**Work order:**
An exact copy of the listing is required.

*** Opening of Records supplied ***

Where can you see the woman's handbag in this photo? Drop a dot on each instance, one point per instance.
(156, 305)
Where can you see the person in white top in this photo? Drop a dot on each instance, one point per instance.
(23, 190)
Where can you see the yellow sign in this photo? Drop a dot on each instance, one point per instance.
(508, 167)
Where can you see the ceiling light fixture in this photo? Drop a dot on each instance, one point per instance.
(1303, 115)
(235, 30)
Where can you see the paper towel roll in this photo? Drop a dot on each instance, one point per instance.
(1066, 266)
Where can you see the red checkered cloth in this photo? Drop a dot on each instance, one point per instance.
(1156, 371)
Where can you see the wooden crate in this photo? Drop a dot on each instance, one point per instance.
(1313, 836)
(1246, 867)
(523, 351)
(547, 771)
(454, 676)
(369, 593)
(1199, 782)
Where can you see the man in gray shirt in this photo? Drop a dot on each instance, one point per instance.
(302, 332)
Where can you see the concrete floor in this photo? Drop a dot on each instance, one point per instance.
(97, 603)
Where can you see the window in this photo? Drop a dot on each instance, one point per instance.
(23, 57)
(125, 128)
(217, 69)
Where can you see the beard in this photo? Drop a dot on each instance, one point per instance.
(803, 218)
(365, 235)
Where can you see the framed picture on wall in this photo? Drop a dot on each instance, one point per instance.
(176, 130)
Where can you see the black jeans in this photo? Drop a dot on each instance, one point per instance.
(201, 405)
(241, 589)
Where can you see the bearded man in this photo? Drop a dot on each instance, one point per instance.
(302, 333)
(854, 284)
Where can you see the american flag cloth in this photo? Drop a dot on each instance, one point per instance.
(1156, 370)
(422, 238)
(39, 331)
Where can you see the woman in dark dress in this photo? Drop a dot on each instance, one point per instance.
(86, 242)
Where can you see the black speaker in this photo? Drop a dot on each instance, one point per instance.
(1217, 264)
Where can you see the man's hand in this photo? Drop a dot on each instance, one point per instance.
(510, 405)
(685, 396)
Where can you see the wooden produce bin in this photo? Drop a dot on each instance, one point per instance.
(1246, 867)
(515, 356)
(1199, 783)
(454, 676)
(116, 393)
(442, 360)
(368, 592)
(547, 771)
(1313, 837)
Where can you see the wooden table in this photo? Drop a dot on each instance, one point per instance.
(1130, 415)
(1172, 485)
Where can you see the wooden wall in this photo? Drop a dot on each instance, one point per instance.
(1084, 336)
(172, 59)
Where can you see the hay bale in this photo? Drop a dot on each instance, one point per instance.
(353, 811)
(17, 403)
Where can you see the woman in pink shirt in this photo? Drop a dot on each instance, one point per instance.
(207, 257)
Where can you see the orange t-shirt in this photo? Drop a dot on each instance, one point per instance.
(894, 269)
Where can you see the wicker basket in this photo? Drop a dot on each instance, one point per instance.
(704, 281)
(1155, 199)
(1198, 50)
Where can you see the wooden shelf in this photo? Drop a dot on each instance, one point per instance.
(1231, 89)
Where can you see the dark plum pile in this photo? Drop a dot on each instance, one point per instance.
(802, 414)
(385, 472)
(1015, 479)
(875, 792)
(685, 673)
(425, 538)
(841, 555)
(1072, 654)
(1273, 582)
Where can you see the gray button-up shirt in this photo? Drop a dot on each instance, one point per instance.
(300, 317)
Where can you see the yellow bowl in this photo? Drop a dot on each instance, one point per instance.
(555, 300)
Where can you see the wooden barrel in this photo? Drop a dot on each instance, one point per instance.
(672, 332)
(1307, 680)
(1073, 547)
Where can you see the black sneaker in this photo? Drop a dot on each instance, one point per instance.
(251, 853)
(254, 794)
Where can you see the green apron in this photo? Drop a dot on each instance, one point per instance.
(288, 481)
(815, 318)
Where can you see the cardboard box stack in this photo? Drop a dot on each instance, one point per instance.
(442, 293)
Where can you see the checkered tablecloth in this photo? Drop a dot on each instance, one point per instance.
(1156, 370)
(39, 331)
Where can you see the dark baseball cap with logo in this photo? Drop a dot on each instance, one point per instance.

*** Close of Records supplied ***

**Finished exercise:**
Where can you see the woman's handbag in this photo? Drop a dot on each instance, one point per instance.
(156, 305)
Where can you see the person in white top in this photo? Drop a dot on each instance, one point per instance.
(23, 190)
Where can you see the yellow sign in this photo? Drop a dot on each instance, one point per instance.
(508, 167)
Where can you see the ceiling light fixture in this photo? Drop a dot on each instance, one point per instance.
(1303, 115)
(235, 30)
Where can you see the paper towel roll in this photo? Drop a dot on each instance, one point per instance.
(1066, 266)
Where can you see the red checkered cloth in this photo? Drop a dot on each instance, one point per instance.
(1156, 371)
Where can you see the wooden crate in this photo? Drop a dot on each instance, one point per instance.
(1313, 836)
(1246, 867)
(523, 351)
(547, 771)
(454, 676)
(369, 593)
(1199, 782)
Where can you see the man in gray shirt in this photo? Drop a dot on each instance, one point per instance.
(302, 332)
Where can you see the concrete floor in this photo? Drop a dot on each instance, one point per instance.
(97, 603)
Where can you see the window in this photo? Drop a dot on each instance, one point per instance.
(23, 57)
(125, 128)
(217, 69)
Where can you see the beard in this photo? Drop a dot on each instance, one point per instance.
(803, 218)
(365, 235)
Where can you see the framed picture on wall in this photo? Drop a dot on each instance, one point per instance.
(176, 130)
Where can you see the black jeans in this photo? Drop a dot on each instance, one point per instance.
(201, 405)
(241, 589)
Where can you see the bearded man in this photo? Drop a dot on each instance, one point per instance.
(302, 333)
(854, 284)
Where can you see the american flag cloth in this photo? Drop a dot on each instance, one point per instance.
(1156, 370)
(422, 238)
(39, 331)
Where can you see the woman in dark dress in this photo? Drop a dot on each instance, one point per instance.
(86, 242)
Where can you see the black speaker in this photo? Drop a dot on each instance, one point per instance.
(1217, 264)
Where can you see the man's hand in this photo? Drop a dot on each instance, one point per instance.
(510, 405)
(685, 396)
Where can you see the wooden produce bin in this photo? Drop a dot on each instance, one point per instance.
(1246, 867)
(515, 356)
(1199, 783)
(454, 676)
(116, 393)
(442, 360)
(368, 592)
(547, 771)
(1313, 837)
Where can you see the wooden table in this photo? Drop a dot on each instance, one point per instance.
(1130, 415)
(1172, 485)
Where can you see the wooden wall in this photo? Drop a dot on each instance, one point per instance.
(1084, 336)
(172, 59)
Where can you see the hay bale in this photo? Drop a dot on each instance, one point per instance.
(353, 811)
(17, 403)
Where can you see the woman in pink shirt in this photo? Drop a dot on each instance, one point per instance.
(207, 257)
Where can you see the orange t-shirt in this photo? Drop a dot on each instance, one point per instance.
(894, 269)
Where can you see the wicker basket in this photo? Drop a dot on each instance, one point per instance.
(704, 281)
(1155, 199)
(1198, 50)
Where can you see the wooden shelf in this photo? Drop a dot on each instance, one point per instance.
(1231, 89)
Where can you see the dark plum pile in this photo? Drop a dot on each instance, one point per instance.
(802, 414)
(385, 472)
(1015, 479)
(875, 792)
(685, 673)
(425, 538)
(841, 555)
(1072, 654)
(1273, 582)
Where can you see the gray button-up shirt in this photo? Drop a dot on each instance, one point per instance.
(300, 317)
Where can you see the yellow bowl in this photo? Drop a dot on each instance, one point per instance.
(555, 300)
Where can you see the wooden barrel in this photo? Drop a dot on each instance, one point per instance.
(672, 332)
(1307, 680)
(1073, 547)
Where can you see the black sneaker in this photo? Drop a dot on each instance, one point per instance.
(251, 853)
(254, 794)
Where can you see the green apron in this photo? Drop a dot on each instance, one point per instance.
(288, 481)
(815, 318)
Where can you see the cardboard box stack in this photo? Drop a dot on each instance, one point per instance.
(442, 293)
Where can you see the checkered tablecloth in this photo? Drop a dot on each instance, one point per instance.
(1156, 370)
(39, 331)
Where can you see the dark baseball cap with logo in this photo? Drop a dot on each instance, one point per instance.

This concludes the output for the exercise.